§ What you will do
1. In the text on affiliation data below, turn the paragraph that begins "Lens aggregates an information" into a short bulleted list that keeps its main facts.
2. Using the text on affiliation data below, answer each question briefly:
(a) What does CrossRef rely on?
(b) Under what license is GRID available?
(c) In what file format was the Scopus dataset downloaded?

--- start of Article ---

CrossRef relies on the contents provided by the publisher. The service accepts the affiliation info, but many publishers neglect this opportunity. Soon we find out to what extent.
Lens aggregates an information from Microsoft Academic, CrossRef and Medline (all of them collect the affiliation info directly from the publications), so it is very interesting how accurate are the Lens records. Some affiliations in the Lens are matched to the GRID records, which is cool, as GRID which names stands for Global Research Identifier Database, is a database of research organizatons with CC0 license that “with a little help of all the world enthusiasts” can become as indispensible as Wikipedia. Yet this database bears the same problem as Scopus profiles - if the affiliation text is not standard, GRID can’t help, so such records are either lost for analysis or require an extra work.
So let’s check it.
Scopus dataset was downloaded as CSV file that often is simpler to process, the only problem we faced in the first part was merging the funding text fields see the previous part). But when it comes to affiliation info, the things are getting more difficult, as when an author has more than one affiliation the string in Scopus CSV looks like this:
“AUTHOR, Space Research Institute, Russian Academy of Sciences, Moscow, 117997, Russian Federation, Faculty of Physics, Moscow State University, Moscow, 119899, Russian Federation, National Research University Higher School of Economics, Moscow, Russian Federation”

--- end of Article ---
--- start of Listing ---

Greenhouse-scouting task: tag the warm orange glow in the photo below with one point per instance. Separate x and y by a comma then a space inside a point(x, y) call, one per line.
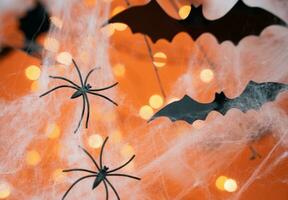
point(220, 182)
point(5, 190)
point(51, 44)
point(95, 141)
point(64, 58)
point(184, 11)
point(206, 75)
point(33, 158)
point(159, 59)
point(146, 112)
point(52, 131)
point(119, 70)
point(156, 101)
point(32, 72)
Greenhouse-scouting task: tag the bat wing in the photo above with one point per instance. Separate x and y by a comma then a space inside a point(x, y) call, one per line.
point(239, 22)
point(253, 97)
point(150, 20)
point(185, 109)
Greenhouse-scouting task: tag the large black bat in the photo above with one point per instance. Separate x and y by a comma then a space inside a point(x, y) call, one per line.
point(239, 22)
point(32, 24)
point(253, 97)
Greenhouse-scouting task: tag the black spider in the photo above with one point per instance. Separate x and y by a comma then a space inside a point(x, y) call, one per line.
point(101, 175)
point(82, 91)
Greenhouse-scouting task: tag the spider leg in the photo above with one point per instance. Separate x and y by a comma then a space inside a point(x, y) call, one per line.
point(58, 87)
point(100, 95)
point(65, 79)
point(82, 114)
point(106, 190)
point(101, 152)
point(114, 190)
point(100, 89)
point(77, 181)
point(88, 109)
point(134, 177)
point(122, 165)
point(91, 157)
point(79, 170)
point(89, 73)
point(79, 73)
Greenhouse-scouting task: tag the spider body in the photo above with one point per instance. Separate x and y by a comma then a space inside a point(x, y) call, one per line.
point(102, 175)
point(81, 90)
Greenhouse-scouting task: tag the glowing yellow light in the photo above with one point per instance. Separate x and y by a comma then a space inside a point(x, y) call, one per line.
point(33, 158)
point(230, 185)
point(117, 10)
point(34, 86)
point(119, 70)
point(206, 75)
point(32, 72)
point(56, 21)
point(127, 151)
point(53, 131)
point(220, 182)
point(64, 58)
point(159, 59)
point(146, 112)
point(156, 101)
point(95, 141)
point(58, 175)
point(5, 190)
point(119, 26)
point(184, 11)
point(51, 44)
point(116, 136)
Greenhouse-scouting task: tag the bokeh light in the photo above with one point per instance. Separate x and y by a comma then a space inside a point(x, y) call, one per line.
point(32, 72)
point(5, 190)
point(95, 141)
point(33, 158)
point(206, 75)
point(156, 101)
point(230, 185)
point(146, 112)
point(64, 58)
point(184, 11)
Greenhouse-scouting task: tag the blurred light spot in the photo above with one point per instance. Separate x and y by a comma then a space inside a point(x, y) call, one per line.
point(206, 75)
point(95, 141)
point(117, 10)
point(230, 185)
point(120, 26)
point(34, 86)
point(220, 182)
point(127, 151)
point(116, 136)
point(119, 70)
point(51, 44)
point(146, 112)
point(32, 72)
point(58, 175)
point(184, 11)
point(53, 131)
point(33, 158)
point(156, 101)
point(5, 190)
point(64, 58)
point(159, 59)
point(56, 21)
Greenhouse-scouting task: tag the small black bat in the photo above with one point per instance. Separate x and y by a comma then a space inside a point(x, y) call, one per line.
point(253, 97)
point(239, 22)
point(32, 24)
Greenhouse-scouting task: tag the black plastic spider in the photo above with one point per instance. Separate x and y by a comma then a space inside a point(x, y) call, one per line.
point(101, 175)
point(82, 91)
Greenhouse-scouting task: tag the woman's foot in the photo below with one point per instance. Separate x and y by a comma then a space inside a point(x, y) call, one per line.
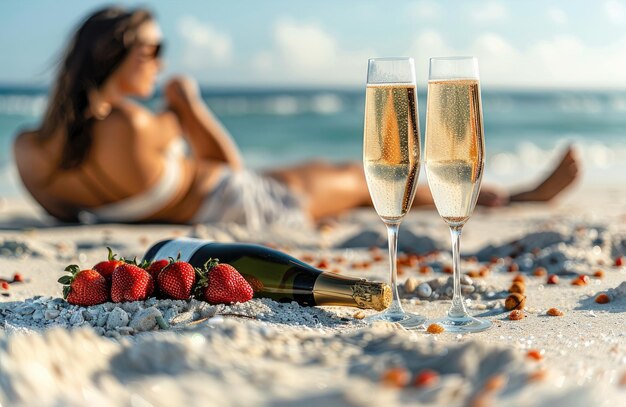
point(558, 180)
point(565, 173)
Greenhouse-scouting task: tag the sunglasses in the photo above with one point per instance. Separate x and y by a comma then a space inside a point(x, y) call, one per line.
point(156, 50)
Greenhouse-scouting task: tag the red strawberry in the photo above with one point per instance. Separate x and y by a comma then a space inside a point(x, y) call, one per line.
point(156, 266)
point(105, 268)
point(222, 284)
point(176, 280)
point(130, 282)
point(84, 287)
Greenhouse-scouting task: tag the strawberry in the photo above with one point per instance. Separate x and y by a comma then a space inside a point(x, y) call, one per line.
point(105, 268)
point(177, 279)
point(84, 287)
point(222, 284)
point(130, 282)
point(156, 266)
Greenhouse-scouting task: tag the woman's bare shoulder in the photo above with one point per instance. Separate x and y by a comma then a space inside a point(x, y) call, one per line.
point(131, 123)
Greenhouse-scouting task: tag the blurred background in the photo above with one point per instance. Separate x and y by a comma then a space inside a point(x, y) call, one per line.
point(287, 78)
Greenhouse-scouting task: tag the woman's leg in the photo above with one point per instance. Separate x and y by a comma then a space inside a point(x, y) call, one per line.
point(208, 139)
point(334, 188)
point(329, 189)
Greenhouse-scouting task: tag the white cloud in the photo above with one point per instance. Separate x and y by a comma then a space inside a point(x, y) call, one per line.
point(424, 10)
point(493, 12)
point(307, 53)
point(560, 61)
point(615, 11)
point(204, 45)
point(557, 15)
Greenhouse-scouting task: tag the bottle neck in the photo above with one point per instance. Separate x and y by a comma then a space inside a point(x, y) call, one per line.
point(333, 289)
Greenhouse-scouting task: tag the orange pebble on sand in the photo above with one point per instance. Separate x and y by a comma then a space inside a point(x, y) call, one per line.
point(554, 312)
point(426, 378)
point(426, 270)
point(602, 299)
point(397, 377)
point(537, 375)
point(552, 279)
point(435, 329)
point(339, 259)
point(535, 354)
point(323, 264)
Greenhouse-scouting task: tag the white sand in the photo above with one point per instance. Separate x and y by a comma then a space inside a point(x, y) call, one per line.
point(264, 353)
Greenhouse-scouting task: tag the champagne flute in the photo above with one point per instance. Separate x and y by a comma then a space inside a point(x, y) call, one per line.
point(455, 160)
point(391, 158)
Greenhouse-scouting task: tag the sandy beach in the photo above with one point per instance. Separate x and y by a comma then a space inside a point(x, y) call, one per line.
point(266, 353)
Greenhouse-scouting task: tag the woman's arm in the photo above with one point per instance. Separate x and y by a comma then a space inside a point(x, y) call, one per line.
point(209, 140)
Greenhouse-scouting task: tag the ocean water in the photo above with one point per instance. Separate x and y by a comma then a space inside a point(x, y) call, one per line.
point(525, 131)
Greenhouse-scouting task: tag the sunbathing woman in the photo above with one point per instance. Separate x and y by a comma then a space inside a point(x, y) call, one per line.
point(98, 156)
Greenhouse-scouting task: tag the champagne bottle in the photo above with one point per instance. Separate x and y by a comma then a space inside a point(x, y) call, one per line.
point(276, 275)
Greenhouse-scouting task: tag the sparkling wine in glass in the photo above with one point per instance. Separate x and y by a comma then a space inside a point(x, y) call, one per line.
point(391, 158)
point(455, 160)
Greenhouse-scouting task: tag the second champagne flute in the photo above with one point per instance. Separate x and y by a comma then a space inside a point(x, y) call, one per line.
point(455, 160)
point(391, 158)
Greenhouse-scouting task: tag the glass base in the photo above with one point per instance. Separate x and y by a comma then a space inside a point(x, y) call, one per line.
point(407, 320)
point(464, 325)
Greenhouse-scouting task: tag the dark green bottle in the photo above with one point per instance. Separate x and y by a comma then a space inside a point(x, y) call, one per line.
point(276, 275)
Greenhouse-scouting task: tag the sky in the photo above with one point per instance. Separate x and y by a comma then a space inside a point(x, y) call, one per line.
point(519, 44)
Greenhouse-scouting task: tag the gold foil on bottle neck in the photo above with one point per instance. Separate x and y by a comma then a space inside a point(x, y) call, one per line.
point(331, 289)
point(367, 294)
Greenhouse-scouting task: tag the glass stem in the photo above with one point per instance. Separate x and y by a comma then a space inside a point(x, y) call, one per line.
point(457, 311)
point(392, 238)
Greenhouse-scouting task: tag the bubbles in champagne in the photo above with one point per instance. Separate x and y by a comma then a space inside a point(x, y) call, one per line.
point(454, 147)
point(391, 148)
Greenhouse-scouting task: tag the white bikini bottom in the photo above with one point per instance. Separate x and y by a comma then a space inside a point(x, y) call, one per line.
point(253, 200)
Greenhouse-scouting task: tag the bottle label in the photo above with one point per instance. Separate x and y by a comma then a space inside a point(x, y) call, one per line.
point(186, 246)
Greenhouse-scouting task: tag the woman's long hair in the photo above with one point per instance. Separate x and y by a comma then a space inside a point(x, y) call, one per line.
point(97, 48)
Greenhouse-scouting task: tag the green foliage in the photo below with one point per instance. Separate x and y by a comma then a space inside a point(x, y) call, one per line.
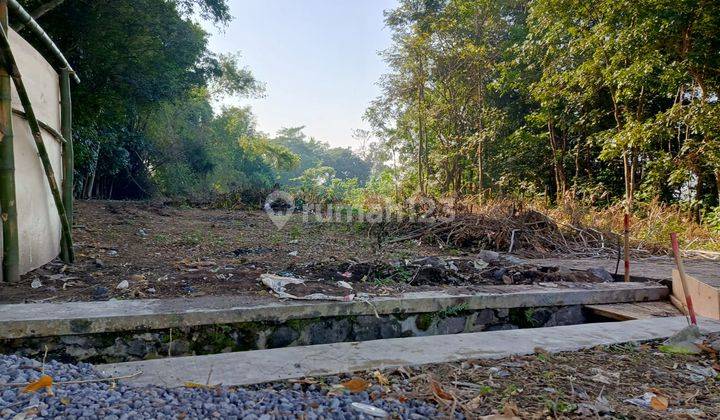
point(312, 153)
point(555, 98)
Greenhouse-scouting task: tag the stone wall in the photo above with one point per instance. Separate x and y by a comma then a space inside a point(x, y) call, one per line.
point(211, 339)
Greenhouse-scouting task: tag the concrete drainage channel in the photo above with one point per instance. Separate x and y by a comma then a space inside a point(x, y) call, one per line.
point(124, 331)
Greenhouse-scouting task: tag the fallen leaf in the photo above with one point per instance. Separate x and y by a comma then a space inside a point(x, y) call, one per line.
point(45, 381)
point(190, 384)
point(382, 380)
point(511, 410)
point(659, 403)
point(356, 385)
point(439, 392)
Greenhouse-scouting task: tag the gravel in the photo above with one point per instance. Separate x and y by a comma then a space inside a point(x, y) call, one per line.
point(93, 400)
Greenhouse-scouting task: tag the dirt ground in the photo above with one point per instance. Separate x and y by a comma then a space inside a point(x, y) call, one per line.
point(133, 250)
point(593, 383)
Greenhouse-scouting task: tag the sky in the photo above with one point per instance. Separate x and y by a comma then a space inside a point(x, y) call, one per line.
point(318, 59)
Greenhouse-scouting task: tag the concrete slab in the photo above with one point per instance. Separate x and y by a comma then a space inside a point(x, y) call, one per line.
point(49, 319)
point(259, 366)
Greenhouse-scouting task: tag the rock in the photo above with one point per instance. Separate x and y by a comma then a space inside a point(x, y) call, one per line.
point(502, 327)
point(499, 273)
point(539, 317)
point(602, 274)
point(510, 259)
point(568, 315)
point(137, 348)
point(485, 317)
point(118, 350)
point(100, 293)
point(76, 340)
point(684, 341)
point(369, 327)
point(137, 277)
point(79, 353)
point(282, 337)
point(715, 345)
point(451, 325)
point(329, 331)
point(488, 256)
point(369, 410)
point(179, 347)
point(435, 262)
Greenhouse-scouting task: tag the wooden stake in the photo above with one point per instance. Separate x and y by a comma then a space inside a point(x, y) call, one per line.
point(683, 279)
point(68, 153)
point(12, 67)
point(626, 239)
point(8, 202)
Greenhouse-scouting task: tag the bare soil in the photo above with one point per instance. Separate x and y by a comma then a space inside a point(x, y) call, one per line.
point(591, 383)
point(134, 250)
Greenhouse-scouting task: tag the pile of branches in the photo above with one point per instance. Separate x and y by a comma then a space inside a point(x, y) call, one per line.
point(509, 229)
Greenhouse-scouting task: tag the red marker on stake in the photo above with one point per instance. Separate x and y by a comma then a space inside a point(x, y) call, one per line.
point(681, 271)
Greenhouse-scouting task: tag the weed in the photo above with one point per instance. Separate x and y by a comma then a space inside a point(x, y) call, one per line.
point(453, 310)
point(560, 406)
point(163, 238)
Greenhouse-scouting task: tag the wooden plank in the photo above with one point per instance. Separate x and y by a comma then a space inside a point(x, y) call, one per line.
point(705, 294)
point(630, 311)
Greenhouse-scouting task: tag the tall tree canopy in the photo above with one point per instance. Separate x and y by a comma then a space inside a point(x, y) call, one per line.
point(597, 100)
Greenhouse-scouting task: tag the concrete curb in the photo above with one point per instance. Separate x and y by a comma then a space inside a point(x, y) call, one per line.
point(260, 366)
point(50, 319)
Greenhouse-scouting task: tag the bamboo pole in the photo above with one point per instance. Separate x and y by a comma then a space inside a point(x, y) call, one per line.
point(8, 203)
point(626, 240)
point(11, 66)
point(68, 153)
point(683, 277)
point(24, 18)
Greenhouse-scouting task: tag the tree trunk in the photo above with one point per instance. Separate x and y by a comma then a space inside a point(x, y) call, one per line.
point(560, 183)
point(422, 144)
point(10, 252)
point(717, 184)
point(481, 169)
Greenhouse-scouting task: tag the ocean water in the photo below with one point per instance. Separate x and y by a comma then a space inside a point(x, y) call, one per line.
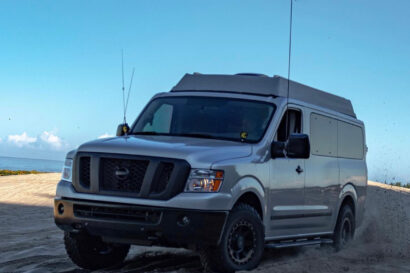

--- end of Listing ---

§ Task-by-task results
1.
- Lens pulls its information from Microsoft Academic, CrossRef and Medline, which all collect affiliation info directly from the publications, so the accuracy of Lens records is worth examining.
- Some Lens affiliations are matched to GRID records.
- GRID, the Global Research Identifier Database, is a database of research organizations under a CC0 license that could become as indispensable as Wikipedia.
- GRID has the same problem as Scopus profiles: it can't handle non-standard affiliation text.
- Such records are then either lost for analysis or require extra work.

2.
(a) The contents provided by the publisher.
(b) CC0.
(c) CSV.